- Task material:
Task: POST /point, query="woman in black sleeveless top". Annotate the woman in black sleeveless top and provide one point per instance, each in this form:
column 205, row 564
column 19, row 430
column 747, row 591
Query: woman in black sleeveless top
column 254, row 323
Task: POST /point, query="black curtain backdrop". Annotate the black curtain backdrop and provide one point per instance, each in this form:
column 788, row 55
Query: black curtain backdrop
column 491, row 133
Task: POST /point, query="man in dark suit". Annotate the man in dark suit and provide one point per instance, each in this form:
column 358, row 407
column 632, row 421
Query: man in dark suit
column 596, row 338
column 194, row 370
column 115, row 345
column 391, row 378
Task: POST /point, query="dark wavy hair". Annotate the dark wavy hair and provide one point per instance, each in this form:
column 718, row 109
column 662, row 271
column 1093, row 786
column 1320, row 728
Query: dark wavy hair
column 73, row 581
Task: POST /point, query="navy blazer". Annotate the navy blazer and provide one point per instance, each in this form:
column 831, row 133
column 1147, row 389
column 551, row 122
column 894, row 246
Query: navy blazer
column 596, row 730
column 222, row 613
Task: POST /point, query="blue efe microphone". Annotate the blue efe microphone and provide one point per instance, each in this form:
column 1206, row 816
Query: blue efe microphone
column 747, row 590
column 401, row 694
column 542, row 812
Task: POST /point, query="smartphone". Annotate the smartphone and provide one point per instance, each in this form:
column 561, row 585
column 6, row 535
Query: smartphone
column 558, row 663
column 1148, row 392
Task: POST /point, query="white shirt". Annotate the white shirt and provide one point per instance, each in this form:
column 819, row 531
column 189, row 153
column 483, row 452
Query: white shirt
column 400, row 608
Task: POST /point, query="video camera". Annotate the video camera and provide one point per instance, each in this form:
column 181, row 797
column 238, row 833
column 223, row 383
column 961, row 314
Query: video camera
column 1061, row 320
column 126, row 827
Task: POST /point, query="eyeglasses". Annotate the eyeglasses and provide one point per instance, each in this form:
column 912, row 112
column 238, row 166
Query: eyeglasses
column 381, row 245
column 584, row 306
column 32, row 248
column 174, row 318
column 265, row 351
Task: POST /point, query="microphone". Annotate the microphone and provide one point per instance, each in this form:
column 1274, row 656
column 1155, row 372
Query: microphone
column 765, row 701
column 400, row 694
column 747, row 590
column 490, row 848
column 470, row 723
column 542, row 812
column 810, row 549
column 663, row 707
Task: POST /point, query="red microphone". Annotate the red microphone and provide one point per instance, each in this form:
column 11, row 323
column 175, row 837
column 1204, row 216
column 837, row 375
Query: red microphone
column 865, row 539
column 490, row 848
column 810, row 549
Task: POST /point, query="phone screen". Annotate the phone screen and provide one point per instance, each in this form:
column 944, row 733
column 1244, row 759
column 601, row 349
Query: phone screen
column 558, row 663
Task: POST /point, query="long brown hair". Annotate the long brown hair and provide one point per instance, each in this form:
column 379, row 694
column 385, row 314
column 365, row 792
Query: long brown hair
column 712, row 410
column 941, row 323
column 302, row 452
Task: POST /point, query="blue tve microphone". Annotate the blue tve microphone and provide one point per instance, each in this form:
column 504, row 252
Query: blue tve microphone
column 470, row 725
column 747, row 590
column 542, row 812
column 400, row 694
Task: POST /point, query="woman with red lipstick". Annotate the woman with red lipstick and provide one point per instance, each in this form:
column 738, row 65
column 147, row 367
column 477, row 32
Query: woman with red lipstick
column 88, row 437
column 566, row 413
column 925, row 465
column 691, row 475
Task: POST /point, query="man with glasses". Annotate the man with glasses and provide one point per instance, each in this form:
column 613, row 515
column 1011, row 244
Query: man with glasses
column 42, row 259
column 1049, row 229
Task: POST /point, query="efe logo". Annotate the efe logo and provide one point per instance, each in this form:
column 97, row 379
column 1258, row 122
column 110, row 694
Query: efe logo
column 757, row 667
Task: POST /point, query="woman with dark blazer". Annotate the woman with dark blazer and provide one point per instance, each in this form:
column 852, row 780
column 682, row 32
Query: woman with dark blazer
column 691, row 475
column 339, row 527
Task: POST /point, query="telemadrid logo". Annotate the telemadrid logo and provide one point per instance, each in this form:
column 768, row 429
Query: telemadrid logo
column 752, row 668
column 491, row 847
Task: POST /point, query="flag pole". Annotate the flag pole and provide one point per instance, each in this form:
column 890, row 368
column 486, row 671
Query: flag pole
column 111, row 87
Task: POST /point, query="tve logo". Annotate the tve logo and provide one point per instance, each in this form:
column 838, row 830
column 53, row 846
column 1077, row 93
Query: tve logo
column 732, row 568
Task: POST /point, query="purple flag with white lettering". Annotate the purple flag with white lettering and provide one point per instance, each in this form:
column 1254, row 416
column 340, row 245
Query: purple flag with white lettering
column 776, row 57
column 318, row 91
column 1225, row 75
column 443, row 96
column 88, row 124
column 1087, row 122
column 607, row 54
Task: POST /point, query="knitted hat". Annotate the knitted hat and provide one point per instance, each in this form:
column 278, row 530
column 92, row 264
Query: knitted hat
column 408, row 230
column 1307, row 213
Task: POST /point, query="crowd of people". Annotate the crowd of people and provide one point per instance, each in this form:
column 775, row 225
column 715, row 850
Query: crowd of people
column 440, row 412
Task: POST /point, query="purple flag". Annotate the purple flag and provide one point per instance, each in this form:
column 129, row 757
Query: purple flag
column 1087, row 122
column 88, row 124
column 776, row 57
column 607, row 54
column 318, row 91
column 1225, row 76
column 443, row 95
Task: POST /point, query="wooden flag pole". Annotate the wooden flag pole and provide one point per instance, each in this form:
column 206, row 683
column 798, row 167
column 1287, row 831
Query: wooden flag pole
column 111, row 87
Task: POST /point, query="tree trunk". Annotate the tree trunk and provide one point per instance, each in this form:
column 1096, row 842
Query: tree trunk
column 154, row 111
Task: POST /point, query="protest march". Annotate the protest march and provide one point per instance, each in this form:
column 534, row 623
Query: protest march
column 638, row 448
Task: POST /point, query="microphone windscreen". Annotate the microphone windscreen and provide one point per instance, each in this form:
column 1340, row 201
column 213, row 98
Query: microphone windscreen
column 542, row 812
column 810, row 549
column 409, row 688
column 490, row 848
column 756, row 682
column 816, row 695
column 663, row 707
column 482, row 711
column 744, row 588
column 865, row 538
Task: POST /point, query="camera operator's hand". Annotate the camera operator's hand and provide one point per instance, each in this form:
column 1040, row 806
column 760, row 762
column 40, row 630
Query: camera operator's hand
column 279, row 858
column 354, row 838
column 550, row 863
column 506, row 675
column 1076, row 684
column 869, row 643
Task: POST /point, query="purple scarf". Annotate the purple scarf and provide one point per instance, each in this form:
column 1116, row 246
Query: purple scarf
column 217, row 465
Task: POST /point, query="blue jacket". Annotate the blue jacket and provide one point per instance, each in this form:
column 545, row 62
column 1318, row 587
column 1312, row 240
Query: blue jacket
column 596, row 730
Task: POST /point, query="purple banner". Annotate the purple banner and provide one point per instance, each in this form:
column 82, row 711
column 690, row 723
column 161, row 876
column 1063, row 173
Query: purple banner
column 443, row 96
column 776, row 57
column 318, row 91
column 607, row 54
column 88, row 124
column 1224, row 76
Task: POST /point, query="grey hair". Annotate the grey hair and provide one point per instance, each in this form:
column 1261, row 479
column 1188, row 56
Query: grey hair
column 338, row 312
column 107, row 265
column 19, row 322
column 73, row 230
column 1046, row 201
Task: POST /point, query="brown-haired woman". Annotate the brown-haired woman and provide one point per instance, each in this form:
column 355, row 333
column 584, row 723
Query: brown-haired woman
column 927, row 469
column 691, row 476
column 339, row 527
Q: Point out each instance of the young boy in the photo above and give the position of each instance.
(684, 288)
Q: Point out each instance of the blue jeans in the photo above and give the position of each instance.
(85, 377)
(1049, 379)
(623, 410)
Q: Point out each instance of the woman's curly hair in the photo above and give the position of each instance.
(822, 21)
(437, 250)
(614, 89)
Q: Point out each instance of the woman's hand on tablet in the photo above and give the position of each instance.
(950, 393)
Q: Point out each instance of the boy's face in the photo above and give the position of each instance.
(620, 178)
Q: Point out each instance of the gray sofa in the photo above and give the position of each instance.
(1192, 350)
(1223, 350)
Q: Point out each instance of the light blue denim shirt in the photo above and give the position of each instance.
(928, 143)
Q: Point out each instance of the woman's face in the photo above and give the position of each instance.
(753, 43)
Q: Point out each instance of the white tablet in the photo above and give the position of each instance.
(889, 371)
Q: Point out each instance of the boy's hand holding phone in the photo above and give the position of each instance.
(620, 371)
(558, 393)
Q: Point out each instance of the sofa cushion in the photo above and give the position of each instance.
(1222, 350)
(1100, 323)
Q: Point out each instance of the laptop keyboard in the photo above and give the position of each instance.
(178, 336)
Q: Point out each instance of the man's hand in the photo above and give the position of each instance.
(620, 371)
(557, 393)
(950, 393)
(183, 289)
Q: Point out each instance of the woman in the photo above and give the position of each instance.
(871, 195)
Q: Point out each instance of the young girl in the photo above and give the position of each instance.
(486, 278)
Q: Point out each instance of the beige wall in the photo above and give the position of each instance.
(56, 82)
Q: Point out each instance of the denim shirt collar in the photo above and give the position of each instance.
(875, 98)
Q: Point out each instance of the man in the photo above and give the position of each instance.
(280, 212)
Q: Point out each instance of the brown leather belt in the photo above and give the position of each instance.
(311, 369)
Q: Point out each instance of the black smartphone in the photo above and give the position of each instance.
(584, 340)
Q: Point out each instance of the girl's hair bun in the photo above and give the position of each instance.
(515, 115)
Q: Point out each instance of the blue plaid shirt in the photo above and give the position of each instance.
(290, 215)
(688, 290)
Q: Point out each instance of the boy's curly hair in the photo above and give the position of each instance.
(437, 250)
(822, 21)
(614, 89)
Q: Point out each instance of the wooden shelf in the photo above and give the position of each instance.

- Your assignment: Going back to the entries above, set down exactly the lines that begin at the one with "Query: red microphone" and end at the one with "column 365, row 792", both included, and nothing else.

- Response for this exercise:
Query: red microphone
column 865, row 539
column 490, row 848
column 810, row 549
Task: POST /point, query="phone screen". Annotate the phone screen and provide one point per instance, each in this form:
column 944, row 733
column 1244, row 759
column 601, row 349
Query: phone screen
column 558, row 663
Task: POST /point, query="long brown hair". Annotate the long brown hair and provide one point per instance, each in this form:
column 379, row 694
column 385, row 314
column 365, row 792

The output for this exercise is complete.